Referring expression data
======

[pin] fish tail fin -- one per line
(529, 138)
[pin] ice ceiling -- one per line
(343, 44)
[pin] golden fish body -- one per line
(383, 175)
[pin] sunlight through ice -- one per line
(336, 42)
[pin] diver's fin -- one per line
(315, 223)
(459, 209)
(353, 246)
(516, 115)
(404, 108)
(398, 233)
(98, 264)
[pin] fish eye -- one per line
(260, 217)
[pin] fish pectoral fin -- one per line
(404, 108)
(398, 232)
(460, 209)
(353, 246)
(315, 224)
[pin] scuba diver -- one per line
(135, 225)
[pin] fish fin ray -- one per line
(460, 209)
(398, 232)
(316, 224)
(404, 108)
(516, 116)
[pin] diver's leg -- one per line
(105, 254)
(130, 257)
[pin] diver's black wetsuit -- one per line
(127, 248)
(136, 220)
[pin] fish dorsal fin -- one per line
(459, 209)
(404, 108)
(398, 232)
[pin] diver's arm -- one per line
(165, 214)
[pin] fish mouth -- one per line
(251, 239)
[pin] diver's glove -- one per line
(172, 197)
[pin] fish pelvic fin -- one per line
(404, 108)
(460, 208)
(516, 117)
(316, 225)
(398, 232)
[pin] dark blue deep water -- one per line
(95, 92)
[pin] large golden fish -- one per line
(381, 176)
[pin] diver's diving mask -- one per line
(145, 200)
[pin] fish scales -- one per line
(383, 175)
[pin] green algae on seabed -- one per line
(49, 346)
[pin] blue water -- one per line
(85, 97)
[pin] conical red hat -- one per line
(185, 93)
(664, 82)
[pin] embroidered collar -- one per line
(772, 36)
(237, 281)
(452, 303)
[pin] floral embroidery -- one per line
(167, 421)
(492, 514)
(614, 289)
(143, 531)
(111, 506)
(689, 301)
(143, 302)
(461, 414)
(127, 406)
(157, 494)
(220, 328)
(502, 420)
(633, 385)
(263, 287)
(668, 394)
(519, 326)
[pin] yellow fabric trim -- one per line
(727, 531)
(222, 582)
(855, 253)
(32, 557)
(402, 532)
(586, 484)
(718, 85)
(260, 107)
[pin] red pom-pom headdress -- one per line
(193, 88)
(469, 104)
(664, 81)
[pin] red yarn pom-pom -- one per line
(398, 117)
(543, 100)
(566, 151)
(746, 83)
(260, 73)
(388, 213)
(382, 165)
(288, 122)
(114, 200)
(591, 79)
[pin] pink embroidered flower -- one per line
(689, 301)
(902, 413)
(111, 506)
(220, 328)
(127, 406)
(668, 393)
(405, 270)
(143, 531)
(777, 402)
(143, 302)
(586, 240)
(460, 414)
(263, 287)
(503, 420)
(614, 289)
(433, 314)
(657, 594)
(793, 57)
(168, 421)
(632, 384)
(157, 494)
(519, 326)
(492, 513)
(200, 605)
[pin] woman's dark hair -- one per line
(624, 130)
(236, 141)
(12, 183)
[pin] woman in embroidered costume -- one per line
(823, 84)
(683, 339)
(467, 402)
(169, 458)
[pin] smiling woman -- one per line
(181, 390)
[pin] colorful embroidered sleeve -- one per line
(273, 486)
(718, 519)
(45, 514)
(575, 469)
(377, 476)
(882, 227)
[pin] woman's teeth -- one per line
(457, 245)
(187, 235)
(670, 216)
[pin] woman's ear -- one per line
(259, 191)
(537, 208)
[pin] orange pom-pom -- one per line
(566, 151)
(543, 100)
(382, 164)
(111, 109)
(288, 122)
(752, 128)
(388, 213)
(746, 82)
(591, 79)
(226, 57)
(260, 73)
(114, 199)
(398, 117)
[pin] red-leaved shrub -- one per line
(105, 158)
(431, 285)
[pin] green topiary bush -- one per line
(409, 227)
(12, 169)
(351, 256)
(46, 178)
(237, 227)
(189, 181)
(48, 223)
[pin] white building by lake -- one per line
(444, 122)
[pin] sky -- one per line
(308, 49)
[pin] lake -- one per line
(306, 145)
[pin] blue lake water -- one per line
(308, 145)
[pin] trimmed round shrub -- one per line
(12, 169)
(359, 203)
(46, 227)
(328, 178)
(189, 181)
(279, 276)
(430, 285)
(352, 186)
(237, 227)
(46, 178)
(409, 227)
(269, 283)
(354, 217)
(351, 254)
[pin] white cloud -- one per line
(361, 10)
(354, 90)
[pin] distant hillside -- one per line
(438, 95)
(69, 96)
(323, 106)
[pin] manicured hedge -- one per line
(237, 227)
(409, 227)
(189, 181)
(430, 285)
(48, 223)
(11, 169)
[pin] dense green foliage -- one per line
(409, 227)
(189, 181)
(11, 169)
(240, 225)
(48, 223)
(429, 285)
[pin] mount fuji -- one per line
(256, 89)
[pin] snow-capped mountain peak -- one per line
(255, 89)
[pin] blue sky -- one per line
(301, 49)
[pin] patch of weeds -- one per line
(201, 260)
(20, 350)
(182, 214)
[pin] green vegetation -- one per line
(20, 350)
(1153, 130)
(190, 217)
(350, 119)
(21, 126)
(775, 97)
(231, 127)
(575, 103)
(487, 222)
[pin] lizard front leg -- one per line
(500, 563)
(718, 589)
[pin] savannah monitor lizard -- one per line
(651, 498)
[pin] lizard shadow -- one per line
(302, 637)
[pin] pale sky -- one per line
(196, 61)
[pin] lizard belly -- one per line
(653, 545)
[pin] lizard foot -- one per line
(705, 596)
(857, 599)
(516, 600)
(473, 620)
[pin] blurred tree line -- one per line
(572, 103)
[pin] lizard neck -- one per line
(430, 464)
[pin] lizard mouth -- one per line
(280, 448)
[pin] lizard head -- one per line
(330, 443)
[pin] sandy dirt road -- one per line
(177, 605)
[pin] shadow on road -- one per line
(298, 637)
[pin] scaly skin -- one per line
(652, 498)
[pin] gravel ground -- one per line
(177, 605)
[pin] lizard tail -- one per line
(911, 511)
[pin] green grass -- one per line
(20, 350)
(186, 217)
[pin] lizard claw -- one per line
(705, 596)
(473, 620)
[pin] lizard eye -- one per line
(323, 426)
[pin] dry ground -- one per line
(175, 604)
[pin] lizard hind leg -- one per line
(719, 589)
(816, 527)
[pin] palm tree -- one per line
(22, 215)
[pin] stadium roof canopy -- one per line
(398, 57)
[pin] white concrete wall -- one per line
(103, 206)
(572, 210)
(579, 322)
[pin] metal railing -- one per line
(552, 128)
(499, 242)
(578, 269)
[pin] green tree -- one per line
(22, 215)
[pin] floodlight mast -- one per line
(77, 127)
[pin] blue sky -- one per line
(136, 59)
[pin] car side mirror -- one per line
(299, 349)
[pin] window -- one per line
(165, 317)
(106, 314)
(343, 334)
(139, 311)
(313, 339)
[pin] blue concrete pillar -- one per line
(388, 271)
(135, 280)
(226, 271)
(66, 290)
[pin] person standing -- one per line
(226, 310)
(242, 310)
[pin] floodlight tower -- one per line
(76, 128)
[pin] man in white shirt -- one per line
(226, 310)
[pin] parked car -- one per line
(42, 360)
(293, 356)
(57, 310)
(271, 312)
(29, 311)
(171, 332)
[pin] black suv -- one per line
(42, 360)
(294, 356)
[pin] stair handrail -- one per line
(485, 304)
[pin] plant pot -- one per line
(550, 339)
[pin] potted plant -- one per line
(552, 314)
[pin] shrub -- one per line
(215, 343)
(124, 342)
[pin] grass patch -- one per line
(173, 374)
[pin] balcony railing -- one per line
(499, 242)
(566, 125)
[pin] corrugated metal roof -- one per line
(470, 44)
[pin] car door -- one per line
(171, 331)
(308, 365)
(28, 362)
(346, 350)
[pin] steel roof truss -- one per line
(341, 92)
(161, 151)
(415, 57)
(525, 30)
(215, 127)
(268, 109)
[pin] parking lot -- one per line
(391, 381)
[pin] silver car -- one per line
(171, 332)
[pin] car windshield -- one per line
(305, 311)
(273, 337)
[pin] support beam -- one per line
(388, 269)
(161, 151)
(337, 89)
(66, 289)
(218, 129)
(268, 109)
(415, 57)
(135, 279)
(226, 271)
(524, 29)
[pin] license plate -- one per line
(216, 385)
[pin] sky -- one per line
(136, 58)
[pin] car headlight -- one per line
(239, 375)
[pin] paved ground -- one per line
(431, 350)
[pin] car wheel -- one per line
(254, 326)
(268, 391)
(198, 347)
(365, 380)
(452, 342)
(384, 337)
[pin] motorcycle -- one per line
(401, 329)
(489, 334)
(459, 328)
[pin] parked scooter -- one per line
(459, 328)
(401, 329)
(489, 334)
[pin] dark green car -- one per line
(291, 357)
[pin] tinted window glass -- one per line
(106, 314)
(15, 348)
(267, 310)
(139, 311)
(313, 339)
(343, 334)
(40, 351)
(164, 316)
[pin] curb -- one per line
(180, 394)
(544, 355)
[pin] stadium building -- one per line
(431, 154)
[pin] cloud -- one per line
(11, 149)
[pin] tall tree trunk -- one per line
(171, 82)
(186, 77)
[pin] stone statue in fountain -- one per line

======

Problem description.
Nothing but the lines from the one with "[pin] stair handrail -- one per line" through the final line of the data above should be output, exactly as written.

Result below.
[pin] stair handrail -- one per line
(485, 304)
[pin] plant pot -- one per line
(550, 339)
[pin] potted plant -- one per line
(552, 314)
[pin] shrub -- one per line
(215, 343)
(124, 342)
[pin] grass patch -- one per line
(173, 374)
[pin] balcony railing -- one per line
(499, 242)
(566, 125)
[pin] corrugated metal roof -- one per line
(470, 44)
[pin] car door -- one per line
(171, 331)
(308, 365)
(28, 362)
(346, 350)
[pin] steel roof truss -- one per line
(341, 92)
(161, 151)
(415, 57)
(525, 30)
(215, 127)
(268, 109)
[pin] parking lot -- one per line
(391, 381)
[pin] silver car -- one per line
(171, 332)
[pin] car windshield -- one per line
(305, 311)
(273, 337)
[pin] support beam -- one per line
(388, 269)
(161, 151)
(337, 89)
(66, 289)
(218, 129)
(268, 109)
(415, 57)
(135, 279)
(226, 271)
(524, 29)
[pin] license plate -- one per line
(216, 385)
[pin] sky -- one per line
(136, 58)
[pin] car headlight -- one per line
(239, 375)
[pin] paved ground -- one per line
(431, 350)
[pin] car wheel -- one per line
(254, 326)
(268, 391)
(198, 347)
(365, 380)
(452, 342)
(384, 337)
[pin] motorcycle -- one per line
(401, 329)
(489, 334)
(459, 328)
[pin] parked scooter -- one per line
(459, 328)
(401, 329)
(489, 334)
[pin] dark green car -- one per line
(291, 357)
[pin] tinted window glass -- one per line
(106, 314)
(15, 348)
(267, 310)
(139, 311)
(313, 339)
(343, 334)
(40, 351)
(164, 316)
[pin] curb -- one per line
(180, 394)
(544, 355)
[pin] stadium building -- one per line
(431, 154)
[pin] cloud -- one per line
(11, 149)
[pin] tall tree trunk -- one per line
(171, 82)
(186, 77)
[pin] stone statue in fountain -- one per line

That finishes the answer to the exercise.